Textauszug.
------------------------------

Es ist ja immer so eine Mischung aus Befremden und Amüsement, mit der man den US-amerikanischen Politzirkus so beobachtet. Während es hierzulande schon so etwas wie die Flüchtlingskrise braucht, damit Politik mal mit Emotionen verbunden ist, da gehört jenseits des großen Teiches die große Show zum Geschäft. Ob es nun Trump ist, der als ehemaliger Reality-TV-Star das ganze Leben als seine Bühne betrachtet, oder Obama und Beto als Publikumsmagneten auf der Gegenseite, der politische Auftritt wird oft auf Persönlichkeiten reduziert.

Und doch ist der Fall von Ruth Bader Ginsburg einzigartig. Anders als die obigen Galionsfiguren legte sie es gar nicht darauf an, von den Leuten bewundert zu werden. Als Richterin musste sie das auch nicht, ihr kam es darauf an, für Recht zu sorgen bzw. Minderheiten zu ihrem Recht zu verhelfen. Vor allem die Unterdrückung von Frauen war ihr immer eine Herzensangelegenheit. Da spielte es keine Rolle, ob die schlechte Bezahlung auf der Agenda stand oder die in den USA heftig umstrittene Frage zum Recht auf Abtreibung – siehe auch die Doku Selbstbestimmung ./. Politik – Abtreibung in den USA.

------------------------------

Zeilen zur Übung.
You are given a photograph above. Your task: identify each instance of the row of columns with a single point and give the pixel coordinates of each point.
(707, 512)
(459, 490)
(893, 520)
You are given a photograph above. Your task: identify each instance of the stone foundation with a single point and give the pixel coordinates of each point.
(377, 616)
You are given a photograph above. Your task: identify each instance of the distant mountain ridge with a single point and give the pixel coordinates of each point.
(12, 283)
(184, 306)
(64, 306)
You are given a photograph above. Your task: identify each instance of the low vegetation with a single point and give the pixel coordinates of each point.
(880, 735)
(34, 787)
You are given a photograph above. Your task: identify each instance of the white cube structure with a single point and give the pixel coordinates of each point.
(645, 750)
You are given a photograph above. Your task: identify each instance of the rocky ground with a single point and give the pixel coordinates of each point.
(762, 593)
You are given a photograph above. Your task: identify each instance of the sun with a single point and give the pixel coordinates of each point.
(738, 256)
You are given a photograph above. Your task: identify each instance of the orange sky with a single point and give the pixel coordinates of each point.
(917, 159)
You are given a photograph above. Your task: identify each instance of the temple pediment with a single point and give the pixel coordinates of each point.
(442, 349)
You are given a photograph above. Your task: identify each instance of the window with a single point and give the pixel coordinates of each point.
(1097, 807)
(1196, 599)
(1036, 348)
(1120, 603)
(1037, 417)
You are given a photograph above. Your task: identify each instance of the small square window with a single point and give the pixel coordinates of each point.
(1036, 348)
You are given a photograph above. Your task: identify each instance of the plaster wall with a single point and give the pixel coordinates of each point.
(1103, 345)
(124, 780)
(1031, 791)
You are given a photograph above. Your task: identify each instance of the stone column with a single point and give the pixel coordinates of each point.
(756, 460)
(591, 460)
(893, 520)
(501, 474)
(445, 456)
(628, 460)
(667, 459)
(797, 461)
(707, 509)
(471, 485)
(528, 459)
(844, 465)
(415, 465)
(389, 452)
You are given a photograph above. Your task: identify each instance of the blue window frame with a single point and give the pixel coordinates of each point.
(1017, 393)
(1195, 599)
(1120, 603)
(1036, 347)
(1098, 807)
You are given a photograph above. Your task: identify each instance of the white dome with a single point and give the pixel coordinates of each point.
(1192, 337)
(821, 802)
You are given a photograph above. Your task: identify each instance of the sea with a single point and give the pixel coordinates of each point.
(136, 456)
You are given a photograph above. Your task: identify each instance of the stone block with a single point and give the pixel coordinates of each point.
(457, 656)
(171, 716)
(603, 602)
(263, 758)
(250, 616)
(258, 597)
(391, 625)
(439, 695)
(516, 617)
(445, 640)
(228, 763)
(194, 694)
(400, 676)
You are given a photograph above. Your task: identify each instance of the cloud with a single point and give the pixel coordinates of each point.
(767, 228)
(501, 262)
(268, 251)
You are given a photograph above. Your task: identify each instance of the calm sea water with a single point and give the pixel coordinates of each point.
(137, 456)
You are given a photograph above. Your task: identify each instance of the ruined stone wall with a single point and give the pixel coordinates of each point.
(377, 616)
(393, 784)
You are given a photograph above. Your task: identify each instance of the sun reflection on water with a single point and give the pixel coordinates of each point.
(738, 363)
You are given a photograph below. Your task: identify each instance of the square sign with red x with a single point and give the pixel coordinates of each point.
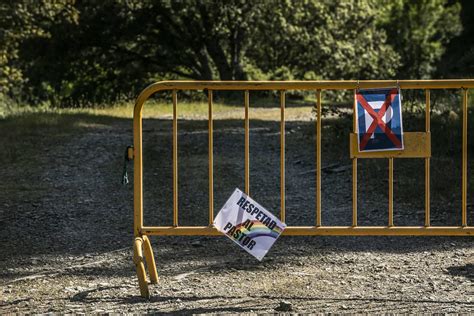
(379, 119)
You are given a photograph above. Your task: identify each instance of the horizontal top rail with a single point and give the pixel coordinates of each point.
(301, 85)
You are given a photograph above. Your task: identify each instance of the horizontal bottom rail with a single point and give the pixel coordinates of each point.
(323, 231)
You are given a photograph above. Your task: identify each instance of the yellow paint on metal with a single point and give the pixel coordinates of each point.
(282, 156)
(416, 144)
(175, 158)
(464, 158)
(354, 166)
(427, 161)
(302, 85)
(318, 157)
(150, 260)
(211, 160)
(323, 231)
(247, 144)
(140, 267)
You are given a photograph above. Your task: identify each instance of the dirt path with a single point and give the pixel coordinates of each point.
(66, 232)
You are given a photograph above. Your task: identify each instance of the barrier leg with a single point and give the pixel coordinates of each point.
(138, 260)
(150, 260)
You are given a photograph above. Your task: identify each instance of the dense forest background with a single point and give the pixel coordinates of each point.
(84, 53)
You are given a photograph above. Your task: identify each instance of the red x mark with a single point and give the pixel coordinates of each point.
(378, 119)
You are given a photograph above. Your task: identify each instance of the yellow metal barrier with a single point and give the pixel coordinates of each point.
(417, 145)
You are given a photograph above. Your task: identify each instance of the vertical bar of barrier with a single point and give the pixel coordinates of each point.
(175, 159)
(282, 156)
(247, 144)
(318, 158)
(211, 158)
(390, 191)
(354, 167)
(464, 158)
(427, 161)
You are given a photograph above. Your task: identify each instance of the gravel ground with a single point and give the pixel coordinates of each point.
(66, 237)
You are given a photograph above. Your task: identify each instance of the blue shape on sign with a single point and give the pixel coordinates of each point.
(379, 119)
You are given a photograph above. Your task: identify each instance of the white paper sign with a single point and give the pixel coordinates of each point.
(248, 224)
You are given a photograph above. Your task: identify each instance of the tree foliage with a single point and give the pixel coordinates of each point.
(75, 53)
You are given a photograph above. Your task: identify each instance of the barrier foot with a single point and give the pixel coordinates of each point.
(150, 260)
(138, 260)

------------------------------

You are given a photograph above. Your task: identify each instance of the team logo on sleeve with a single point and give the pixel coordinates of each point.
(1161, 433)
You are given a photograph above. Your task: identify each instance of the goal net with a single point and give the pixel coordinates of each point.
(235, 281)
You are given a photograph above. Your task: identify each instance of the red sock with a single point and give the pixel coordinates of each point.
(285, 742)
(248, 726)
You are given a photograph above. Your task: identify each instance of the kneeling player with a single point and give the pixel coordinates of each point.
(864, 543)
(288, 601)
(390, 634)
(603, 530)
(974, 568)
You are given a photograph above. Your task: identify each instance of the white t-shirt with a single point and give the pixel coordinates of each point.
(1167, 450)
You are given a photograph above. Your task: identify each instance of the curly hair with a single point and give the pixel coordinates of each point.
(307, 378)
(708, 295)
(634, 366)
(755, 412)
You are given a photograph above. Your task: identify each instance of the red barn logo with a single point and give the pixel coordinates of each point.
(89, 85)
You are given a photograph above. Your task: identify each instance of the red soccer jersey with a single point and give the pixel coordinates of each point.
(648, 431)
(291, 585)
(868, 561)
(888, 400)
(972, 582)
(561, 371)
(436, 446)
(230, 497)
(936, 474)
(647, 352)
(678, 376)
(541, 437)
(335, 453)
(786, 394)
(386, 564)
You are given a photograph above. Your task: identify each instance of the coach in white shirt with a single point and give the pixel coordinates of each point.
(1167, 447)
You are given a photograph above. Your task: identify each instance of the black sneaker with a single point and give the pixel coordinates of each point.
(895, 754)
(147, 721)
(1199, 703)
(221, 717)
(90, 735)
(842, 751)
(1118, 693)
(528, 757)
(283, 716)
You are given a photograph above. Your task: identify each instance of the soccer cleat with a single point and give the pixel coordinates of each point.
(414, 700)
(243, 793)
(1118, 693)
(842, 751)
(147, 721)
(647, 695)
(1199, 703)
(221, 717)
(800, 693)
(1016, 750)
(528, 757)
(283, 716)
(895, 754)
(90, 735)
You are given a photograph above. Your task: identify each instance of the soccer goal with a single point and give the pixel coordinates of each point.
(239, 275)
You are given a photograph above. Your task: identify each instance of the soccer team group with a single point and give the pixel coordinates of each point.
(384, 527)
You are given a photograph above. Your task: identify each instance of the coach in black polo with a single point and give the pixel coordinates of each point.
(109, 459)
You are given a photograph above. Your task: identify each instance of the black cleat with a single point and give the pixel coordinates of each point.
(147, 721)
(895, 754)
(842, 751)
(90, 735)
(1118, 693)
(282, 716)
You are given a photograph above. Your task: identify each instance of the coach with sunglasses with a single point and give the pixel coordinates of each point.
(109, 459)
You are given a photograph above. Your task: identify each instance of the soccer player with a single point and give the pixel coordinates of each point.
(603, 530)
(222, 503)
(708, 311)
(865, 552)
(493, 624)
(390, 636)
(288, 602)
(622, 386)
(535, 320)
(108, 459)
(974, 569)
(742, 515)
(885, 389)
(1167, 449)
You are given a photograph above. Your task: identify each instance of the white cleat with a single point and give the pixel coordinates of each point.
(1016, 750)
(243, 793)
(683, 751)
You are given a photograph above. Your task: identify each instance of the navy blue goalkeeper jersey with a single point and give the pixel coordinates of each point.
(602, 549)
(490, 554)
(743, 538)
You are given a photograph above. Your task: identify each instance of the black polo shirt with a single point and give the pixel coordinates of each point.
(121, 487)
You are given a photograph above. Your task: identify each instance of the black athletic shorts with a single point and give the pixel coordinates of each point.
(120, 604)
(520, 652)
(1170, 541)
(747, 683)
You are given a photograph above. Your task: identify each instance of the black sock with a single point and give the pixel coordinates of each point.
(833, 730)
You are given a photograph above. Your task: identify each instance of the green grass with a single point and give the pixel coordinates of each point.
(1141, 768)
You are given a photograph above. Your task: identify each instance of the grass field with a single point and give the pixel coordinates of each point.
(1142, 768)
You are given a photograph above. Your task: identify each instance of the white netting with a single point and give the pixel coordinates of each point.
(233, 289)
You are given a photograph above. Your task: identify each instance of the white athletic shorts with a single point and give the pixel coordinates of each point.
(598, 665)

------------------------------

Ziel 1.
Zeige jede Zeile, die das Wort „cleat“ enthält.
Ziel 2.
Führe den Text über Ruth Bader Ginsburg im Anschluss an seinen letzten Satz fort.
Der Text über Ruth Bader Ginsburg und die Zeilen haben nichts miteinander zu tun.

Lösung 1.
You are given a photograph above. Your task: identify each instance of the soccer cleat with a single point and give the pixel coordinates of each point.
You are given a photograph above. Your task: identify each instance of the black cleat with a single point and give the pixel coordinates of each point.
You are given a photograph above. Your task: identify each instance of the white cleat with a single point and give the pixel coordinates of each point.

Lösung 2.
Gemeinsam stark
Dabei hatte es Ginsburg selbst noch vergleichsweise gut. Als Joan Ruth Bader geboren wurde sie schon früh von ihrer Mutter ermuntert, zu lernen und möglichst viel Wissen anzueignen. Das war in den 1940ern keine Selbstverständlichkeit, ebenso wenig dass sie von ihrem Mann Martin Ginsburg so unterstützt wurde, dass sie arbeiten konnte, während er seine eigenen Ambitionen hinten anstellte. Genauer war es sogar die große Intelligenz der kleingewachsenen Frau, ihr Scharfsinn, der ihn anzog und weswegen er bis zu seinem Tod 2010 bei ihr blieb.

Das sind auch die beiden Themen, welche die Regisseurinnen Betsy West und Julie Cohen in ihrem Dokumentarfilm in den Vordergrund stellen. RBG, das auf dem Sundance Film Festival 2018 Premiere feierte, verbindet Einblicke in das Privatleben von Ginsburg mit ihrem fortlaufenden Kampf gegen Unterdrückung. Letzterer ließ sie zu einem Idol für zahlreiche Menschen werden, gerade auch Junge. Sogar zu einer Kultfigur wurde sie mit der Zeit: The Notorious RBG lautet einer ihrer bekanntesten Spitznamen, angelehnt an den verstorbenen Rapper The Notorious BIG.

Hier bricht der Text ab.